Short task 1 ▸
Answer these questions about the passage on AI governance:
(a) What does Van Jones say the "Age of AI" will require?
(b) What one thing does the passage say sets AI apart from earlier transformative technologies?
(c) According to the Gallup poll cited, what share of Gen Zers use Gen AI at least weekly?
Short task 2 ▸ Can you write the next part of the passage on AI governance, picking up after its final sentence?

Selected extract ▸
Two recent perspectives capture this tension with unusual clarity. Van Jones argues that the “Age of AI” will not uplift humanity by accident. It will require a New Deal — a political, social, and economic commitment to protect people as technology transforms work, identity, and opportunity. Henry Elkus goes even deeper, describing society as “drunk” on AI’s benefits while investing only a fraction of that energy into guardrails, governance, and sober risk assessment. Elkus points to other times in history where technology outpaced human guardrails (e.g., chemical weapons, nuclear weapons) and notes that in every case these innovations had plausible, even life-enhancing applications before the recognition of their dangerous human life destroying uses. Chemical compounds enabled huge crop yields to feed eight billion people before turning into battlefield weapons just as the splitting of the atom opened up enormous potential for energy while also becoming the moment when humans became capable of mass extinction.

Both viewpoints point to the same truth: AI is outpacing the systems meant to keep it aligned with human values.

And that is exactly where governance comes in.

The Promise–Risk Continuum

Every transformative technology in history has lived on a continuum between promise and risk. Electricity. Aviation. Nuclear power. Biotechnology.

AI is no different — except for one thing: the speed.

AI is scaling faster than our laws, our institutions, and our cultural norms. Faster than our ability to understand its second- and third-order effects. As Elkus notes, we are “feeding one side exponentially more than the other.” We are pouring capital, talent, and compute into accelerating AI — and comparatively little into ensuring it is safe, aligned, and accountable.

The result is a widening gap between what AI can do and what society is prepared to handle.

The Public Is Feeling It

You can see the anxiety everywhere:

  • Workers unsure how AI will reshape their jobs
  • Parents worried about AI-generated harm to children
  • Educators overwhelmed by AI’s impact on learning
  • Nonprofits adopting AI tools without safeguards
  • Faith leaders asking how AI intersects with ethics and human dignity
  • City governments struggling to keep up with AI-driven risks
  • Boards and executives unsure how to govern what they are deploying

Indeed, anxiety is rising even among the most engaged users. A recent Gallup poll highlights that 51% of Gen Zers report using Gen AI at least weekly, but negative emotions have intensified in the past year. The report shows that anger about AI is rising and excitement and hopefulness have dropped.  Specifically, Gen Z users are not convinced that AI enhances creativity or critical thinking and believe AI adoption will come at a cost to learning.[1]

This anxiety is not irrational. It’s a signal — a collective recognition that we are entering a new era without a map.

Given information ▸
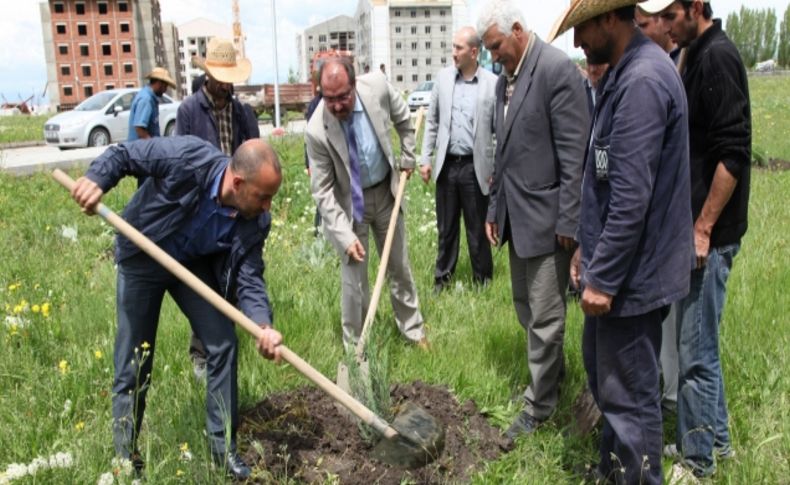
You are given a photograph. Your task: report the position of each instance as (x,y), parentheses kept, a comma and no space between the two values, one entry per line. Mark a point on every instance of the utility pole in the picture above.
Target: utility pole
(276,73)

Response 1 ▸
(a) A New Deal: a political, social, and economic commitment to protect people as technology transforms work, identity, and opportunity.
(b) The speed.
(c) 51%.

Response 2 ▸
But the answer is not to slow innovation. The answer is to govern it. At Truvena, we believe how we engage with AI now will have dramatic effects for how AI influences what it means to be human in the future.

Governance Is How We Move From Fear to Agency

Governance is not bureaucracy. Governance is not red tape. Governance is not a brake pedal.

Governance is how we steer.

It is the discipline that helps organizations:

  • translate their values into AI decisions
  • identify risks before they become harms
  • ensure humans stay in charge
  • build transparency and accountability
  • protect vulnerable communities
  • align AI with mission, ethics, and public trust
  • create systems that adapt as technology evolves

Governance is how we move from:

  • drunkenness → sobriety
  • reaction → preparation
  • fear → agency
  • risk → resilience
  • chaos → control

It is the bridge between the world we have and the world we want.

And what world do we want? One that utilizes AI tools to enhance human flourishing. I have been very intrigued by the thought leadership of The Cosmos Institute in this regard. The Cosmos Institute defines human flourishing in the AI age as the preservation and enhancement of human agency, where artificial intelligence acts as an empowering tool rather than an overseer.[2]

Why Governance Matters Now More Than Ever

Van Jones is right: the future will not build itself. If we want AI to uplift people — not displace, destabilize, or divide them — we need intentional structures that protect human dignity.

And Elkus is right: we cannot keep sprinting forward while ignoring the guardrails.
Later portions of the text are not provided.